> [Written problem a]: Locate every line in the entries below that contains the word "target" and copy each of those lines.

COSC6328 Course Project 2 (W08)

 

Due: 12:00 noon, April 3rd9th, 2006

 

In this project, you can choose to do either option A or option B. But I would like to have roughly half of class to do each option. If too many people have chosen to do one option, then the rest of people may be forced to do the other. If you have decided to do either, please let me know as soon as possible. Note this is an individual work. Do not exchange or discuss any details of your experiments with your classmates. At the end, everybody will have to prepare a short (10-15 minutes) talk to present your major results and findings from this project.

 

 

Option A: Building a large-vocabulary speech recognizer with HTK

 

In this option, you are asked to use the HMM Toolkit, called HTK, to build a large vocabulary speech recognition system on a speech database, called SPINE, in a Linux machine.  A detailed user manual on HTK is available in the course Web site (see reading list [F1]; Do not print the entire document which is almost 300 pages). All binary executable HTK tools (for Linux) can be found in the CS department network directory /cs/course/6328/Project2A/HTK34.  Some other complementary materials, such as tutorial examples and some script tools, can be found in /cs/course/6328/Project2A/HTK-samples.

> [Written problem b]: Print the part of the project handout starting at "In this option, you" and ending at "found in /cs/course/6328/Project2A/HTK-samples.", word for word.

> [Dataset content]:

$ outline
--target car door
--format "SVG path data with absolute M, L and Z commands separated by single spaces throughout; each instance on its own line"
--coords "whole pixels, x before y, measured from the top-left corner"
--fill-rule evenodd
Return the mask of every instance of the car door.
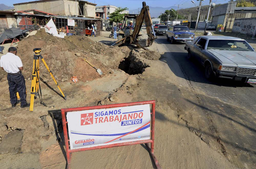
M 202 62 L 203 52 L 205 50 L 206 42 L 206 39 L 201 37 L 194 45 L 194 53 L 195 57 L 200 63 Z

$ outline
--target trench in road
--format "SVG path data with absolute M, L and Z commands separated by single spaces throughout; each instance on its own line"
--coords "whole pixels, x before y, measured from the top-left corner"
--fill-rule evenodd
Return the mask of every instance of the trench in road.
M 176 76 L 188 81 L 189 87 L 193 90 L 201 91 L 207 96 L 218 98 L 229 104 L 244 107 L 254 115 L 256 114 L 256 85 L 221 78 L 209 81 L 204 77 L 204 67 L 196 61 L 190 61 L 187 58 L 187 53 L 184 49 L 184 43 L 171 44 L 165 36 L 158 36 L 155 42 L 165 46 L 166 51 L 164 55 L 167 58 L 172 71 Z M 168 63 L 168 57 L 176 63 Z M 172 66 L 174 64 L 179 65 L 181 72 L 174 70 L 175 66 Z

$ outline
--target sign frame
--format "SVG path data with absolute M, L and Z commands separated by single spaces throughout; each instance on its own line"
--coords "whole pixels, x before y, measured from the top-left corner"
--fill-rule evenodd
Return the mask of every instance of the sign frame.
M 151 104 L 152 105 L 151 112 L 151 136 L 150 139 L 125 142 L 123 143 L 116 143 L 108 145 L 95 146 L 92 147 L 84 148 L 79 149 L 70 150 L 69 144 L 69 137 L 67 127 L 68 122 L 67 121 L 66 113 L 67 112 L 82 111 L 84 110 L 93 110 L 95 109 L 107 109 L 117 107 L 126 107 L 131 106 Z M 78 151 L 82 151 L 87 150 L 101 149 L 102 148 L 114 147 L 116 147 L 123 146 L 125 145 L 133 145 L 135 144 L 145 144 L 148 148 L 150 154 L 154 161 L 155 164 L 158 169 L 161 169 L 158 160 L 157 160 L 154 154 L 154 140 L 155 139 L 155 101 L 151 100 L 144 102 L 135 102 L 132 103 L 115 104 L 113 105 L 104 105 L 102 106 L 96 106 L 88 107 L 83 107 L 79 108 L 70 108 L 67 109 L 62 109 L 61 116 L 62 117 L 62 125 L 63 129 L 64 139 L 66 149 L 66 154 L 67 156 L 67 168 L 70 168 L 70 165 L 71 161 L 71 155 L 72 153 Z M 149 143 L 151 143 L 149 147 Z M 149 148 L 150 147 L 150 148 Z

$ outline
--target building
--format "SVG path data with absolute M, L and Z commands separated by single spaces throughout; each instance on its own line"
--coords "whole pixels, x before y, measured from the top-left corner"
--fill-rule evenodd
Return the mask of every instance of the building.
M 13 4 L 16 11 L 36 9 L 56 15 L 93 18 L 96 5 L 84 0 L 39 0 Z
M 109 16 L 109 15 L 113 12 L 117 8 L 117 7 L 113 5 L 97 6 L 96 9 L 96 17 L 107 19 Z M 129 11 L 124 10 L 121 13 L 129 13 Z
M 17 27 L 14 11 L 0 10 L 0 33 L 5 31 L 5 28 Z
M 227 30 L 232 29 L 235 19 L 256 18 L 256 7 L 236 7 L 236 3 L 233 2 L 227 26 Z M 225 26 L 227 17 L 230 2 L 215 7 L 212 14 L 212 23 L 217 26 Z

> [Result a]:
--target car door
--target trench in road
--target sign frame
--target building

> [Result b]:
In this option, you are asked to use the HMM Toolkit, called HTK, to build a large vocabulary speech recognition system on a speech database, called SPINE, in a Linux machine.  A detailed user manual on HTK is available in the course Web site (see reading list [F1]; Do not print the entire document which is almost 300 pages). All binary executable HTK tools (for Linux) can be found in the CS department network directory /cs/course/6328/Project2A/HTK34.  Some other complementary materials, such as tutorial examples and some script tools, can be found in /cs/course/6328/Project2A/HTK-samples.